Object point labels:

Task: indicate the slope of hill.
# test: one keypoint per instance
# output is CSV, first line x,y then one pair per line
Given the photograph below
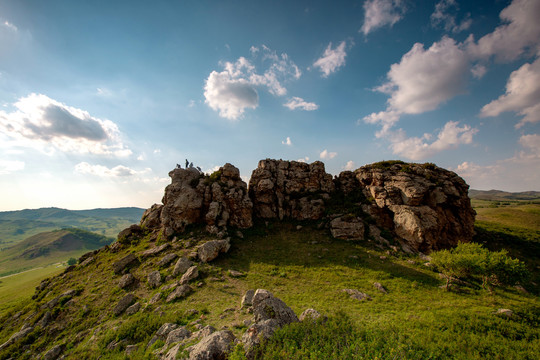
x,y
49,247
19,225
---
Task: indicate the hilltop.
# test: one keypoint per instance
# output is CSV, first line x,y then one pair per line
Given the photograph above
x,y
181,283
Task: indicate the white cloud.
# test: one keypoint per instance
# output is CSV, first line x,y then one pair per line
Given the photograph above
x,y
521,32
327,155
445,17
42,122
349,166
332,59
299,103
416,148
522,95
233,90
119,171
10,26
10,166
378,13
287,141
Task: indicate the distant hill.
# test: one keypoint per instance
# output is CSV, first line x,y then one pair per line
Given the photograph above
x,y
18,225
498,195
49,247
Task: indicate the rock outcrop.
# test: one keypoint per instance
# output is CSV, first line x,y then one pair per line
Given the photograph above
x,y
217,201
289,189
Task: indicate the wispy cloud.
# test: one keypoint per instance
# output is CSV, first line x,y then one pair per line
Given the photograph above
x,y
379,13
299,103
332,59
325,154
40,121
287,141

## WHAT THE TASK ASKS:
Return every line of the data that contains the word "indicate".

## ANSWER TO THE TASK:
Task: indicate the slope of hill.
Task: indicate the hilltop.
Task: indicate the white cloud.
Task: indicate the distant hill.
Task: indicate the rock outcrop.
Task: indicate the wispy cloud.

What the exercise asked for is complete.